[Given request a]: Add 110 to every coordinate in the answers of the listing below, and write out everything from the line containing "Target: black sneaker" down to the end of the listing, requests included.

[Excerpt provided]:
--- START ---

You are viewing a plain text version of this content. The canonical link for it is here.
Posted to issues@spark.apache.org by "Everett Anderson (JIRA)" <ji...@apache.org> on 2017/03/23 17:16:41 UTC
[jira] [Commented] (SPARK-20073) Unexpected Cartesian product when using eqNullSafe in join with a derived table

    [ https://issues.apache.org/jira/browse/SPARK-20073?page=com.atlassian.jira.plugin.system.issuetabpanels:comment-tabpanel&focusedCommentId=15938810#comment-15938810 ] 

Everett Anderson commented on SPARK-20073:
------------------------------------------

With the local master in spark-shell and cross joins enabled, here are the query plans for the cases above:

{noformat}
innerJoinSqlNullSafeEqOp.explain
== Physical Plan ==
CartesianProduct
:- *Filter (variant_count#11L > 1)
:  +- *HashAggregate(keys=[name#3], functions=[count(distinct named_struct(name, name#3, group, group#4, data, data#5)#172)])

--- END ---

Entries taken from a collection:
--- START ---

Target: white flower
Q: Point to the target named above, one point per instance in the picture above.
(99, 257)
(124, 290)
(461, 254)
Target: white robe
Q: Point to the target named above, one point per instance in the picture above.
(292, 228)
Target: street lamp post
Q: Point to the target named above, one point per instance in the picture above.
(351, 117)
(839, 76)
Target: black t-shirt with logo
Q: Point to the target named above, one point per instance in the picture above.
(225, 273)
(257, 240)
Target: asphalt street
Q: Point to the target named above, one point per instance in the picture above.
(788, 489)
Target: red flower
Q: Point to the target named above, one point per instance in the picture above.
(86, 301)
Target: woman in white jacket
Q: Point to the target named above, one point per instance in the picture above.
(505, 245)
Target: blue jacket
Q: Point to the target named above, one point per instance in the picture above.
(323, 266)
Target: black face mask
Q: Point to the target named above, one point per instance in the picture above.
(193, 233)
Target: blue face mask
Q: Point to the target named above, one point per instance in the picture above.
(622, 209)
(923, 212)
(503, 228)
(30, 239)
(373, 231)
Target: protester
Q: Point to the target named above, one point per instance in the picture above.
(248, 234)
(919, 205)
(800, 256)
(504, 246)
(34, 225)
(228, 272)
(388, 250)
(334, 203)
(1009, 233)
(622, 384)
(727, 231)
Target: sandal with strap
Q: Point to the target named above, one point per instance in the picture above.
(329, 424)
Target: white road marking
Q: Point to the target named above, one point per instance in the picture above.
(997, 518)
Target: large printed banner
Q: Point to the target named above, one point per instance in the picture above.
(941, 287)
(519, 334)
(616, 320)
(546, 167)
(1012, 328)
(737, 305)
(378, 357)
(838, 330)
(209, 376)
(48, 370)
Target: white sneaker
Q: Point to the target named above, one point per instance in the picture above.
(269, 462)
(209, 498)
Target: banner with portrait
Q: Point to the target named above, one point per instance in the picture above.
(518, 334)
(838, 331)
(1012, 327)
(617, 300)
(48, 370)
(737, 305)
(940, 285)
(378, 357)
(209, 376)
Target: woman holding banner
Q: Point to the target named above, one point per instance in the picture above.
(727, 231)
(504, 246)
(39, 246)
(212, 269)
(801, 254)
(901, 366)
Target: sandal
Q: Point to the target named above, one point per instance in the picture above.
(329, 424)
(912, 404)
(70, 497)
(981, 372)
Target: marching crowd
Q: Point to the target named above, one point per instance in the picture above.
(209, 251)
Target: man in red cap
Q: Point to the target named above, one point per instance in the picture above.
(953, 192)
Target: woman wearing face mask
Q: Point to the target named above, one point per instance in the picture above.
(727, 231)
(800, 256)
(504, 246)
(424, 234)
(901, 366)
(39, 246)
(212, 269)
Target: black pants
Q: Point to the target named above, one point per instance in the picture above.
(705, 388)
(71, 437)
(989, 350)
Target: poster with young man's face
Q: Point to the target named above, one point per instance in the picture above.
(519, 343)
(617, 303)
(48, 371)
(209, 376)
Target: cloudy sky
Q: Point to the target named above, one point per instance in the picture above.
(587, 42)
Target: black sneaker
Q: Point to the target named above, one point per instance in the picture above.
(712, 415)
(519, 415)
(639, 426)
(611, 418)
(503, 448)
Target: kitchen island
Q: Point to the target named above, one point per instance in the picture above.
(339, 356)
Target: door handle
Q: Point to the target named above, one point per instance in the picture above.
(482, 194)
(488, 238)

--- END ---

[Given request b]: Translate this sentence from the Spark issue comment above into Spanish: "You are viewing a plain text version of this content."

[Worked solution a]:
Target: black sneaker
Q: Point to the target named above, one point per instance in the picture above.
(822, 525)
(629, 525)
(749, 536)
(721, 528)
(613, 558)
Target: kitchen island
Q: Point to the target named above, one point per instance in the picture above.
(449, 466)
Target: door handle
Q: Point to the target named above, one point per instance in the picture above.
(592, 304)
(598, 348)

[Worked solution b]: Está viendo una versión en texto plano de este contenido.